◆ Work to be completed ◆
Render every line of the entries below as a Markdown table with the columns Row and Line, numbering each row and skipping blank lines. Leave the pictures out.

◆ Dataset excerpts ◆
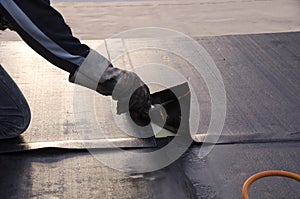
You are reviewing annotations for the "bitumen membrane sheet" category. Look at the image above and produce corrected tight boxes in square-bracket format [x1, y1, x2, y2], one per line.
[0, 32, 300, 199]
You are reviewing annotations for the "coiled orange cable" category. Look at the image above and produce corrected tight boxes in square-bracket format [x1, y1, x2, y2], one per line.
[242, 170, 300, 199]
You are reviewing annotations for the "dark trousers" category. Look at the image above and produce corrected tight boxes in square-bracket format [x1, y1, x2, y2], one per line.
[0, 65, 30, 139]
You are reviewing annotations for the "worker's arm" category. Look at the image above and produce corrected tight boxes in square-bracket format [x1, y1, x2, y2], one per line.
[0, 0, 150, 125]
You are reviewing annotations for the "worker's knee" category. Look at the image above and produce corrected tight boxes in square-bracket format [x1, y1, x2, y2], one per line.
[0, 105, 31, 139]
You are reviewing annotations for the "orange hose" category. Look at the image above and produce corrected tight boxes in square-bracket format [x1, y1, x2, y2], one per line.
[242, 170, 300, 199]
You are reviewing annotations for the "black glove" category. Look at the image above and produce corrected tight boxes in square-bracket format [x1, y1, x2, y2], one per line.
[97, 65, 151, 126]
[69, 49, 151, 126]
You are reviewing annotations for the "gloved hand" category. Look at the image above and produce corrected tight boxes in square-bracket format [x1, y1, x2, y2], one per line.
[97, 65, 151, 126]
[0, 13, 14, 31]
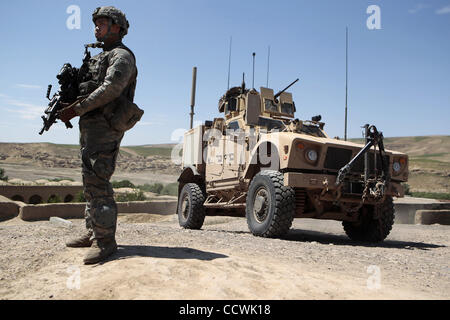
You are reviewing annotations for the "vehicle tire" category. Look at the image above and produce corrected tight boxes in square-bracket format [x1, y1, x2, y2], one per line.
[177, 183, 205, 229]
[245, 170, 295, 238]
[342, 196, 395, 242]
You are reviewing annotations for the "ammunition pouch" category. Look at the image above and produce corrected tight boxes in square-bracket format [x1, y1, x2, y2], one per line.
[78, 80, 99, 96]
[103, 95, 144, 132]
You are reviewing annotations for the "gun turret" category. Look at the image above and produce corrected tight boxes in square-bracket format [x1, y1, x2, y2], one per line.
[273, 78, 299, 99]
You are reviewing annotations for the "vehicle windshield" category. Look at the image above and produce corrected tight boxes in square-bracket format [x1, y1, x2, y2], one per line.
[258, 117, 284, 131]
[299, 124, 326, 138]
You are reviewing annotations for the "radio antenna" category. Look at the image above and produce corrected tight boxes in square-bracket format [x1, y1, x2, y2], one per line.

◆ Exercise solution ◆
| Row | Line |
|---|---|
| 1 | You are reviewing annotations for the "bitumen membrane sheet" category. Look at the image above and produce corrected tight boxes in square-bracket format [x1, y1, x2, y2], one per line. |
| 2 | [0, 32, 300, 199] |
| 3 | You are reviewing annotations for the "coiled orange cable" category. Look at the image above and produce corrected tight boxes in square-bracket format [x1, y1, x2, y2], one per line. |
| 4 | [242, 170, 300, 199] |
| 5 | You are reviewing annotations for the "dark trousers" category. Look at the image above and produce corrected tight boxes in square-bracket format [x1, y1, x2, y2], one per line. |
| 6 | [0, 65, 30, 139] |
| 7 | You are reviewing annotations for the "worker's arm" category. Look at the image above and produce corrected tight boxes in square-bracket format [x1, y1, x2, y2], one per line. |
| 8 | [0, 0, 150, 125] |
| 9 | You are reviewing annotations for the "worker's knee" category. Look at the image above and produce corrected tight boxes in square-bracket format [x1, y1, x2, y2], one per line. |
| 10 | [0, 105, 31, 139] |
| 11 | You are reviewing annotations for the "orange hose" category. Look at the image above and produce corrected tight boxes in square-bracket format [x1, y1, x2, y2], one per line. |
| 12 | [242, 170, 300, 199] |
| 13 | You are reviewing annotations for the "black glove" category. Look at the image above and produce corrected tight boxes in square-bracket format [x1, y1, x2, y2], one per line. |
| 14 | [97, 65, 151, 126] |
| 15 | [69, 49, 151, 126] |
| 16 | You are reviewing annotations for the "gloved hand" category. Look at the image above and produce corrected tight boxes in square-bracket format [x1, y1, x2, y2], one per line. |
| 17 | [97, 65, 151, 126] |
| 18 | [0, 13, 14, 31] |
| 19 | You are reviewing annotations for the "vehicle tire" category. Look at the image above and produce corrected tight boxes in square-bracket format [x1, y1, x2, y2], one per line. |
| 20 | [177, 183, 205, 229] |
| 21 | [245, 170, 295, 238] |
| 22 | [342, 196, 395, 242] |
| 23 | You are reviewing annotations for the "ammunition pouch" category. Look at the image above and produce corrected tight boxes in square-bracket format [x1, y1, x2, y2], one per line. |
| 24 | [78, 80, 99, 96] |
| 25 | [103, 95, 144, 132] |
| 26 | You are reviewing annotations for the "gun turret" category. Look at the image above and produce corrected tight boxes in square-bracket format [x1, y1, x2, y2], one per line. |
| 27 | [273, 78, 299, 99] |
| 28 | You are reviewing annotations for the "vehicle windshield" category. Look at the image above and produce corrected tight boxes in square-bracket format [x1, y1, x2, y2], one per line. |
| 29 | [258, 117, 284, 131] |
| 30 | [299, 124, 326, 138] |
| 31 | You are reviewing annotations for the "radio antenna" category. Look at the image above and produce corrected tight boxes in square-bracket format [x1, y1, x2, y2], one per line. |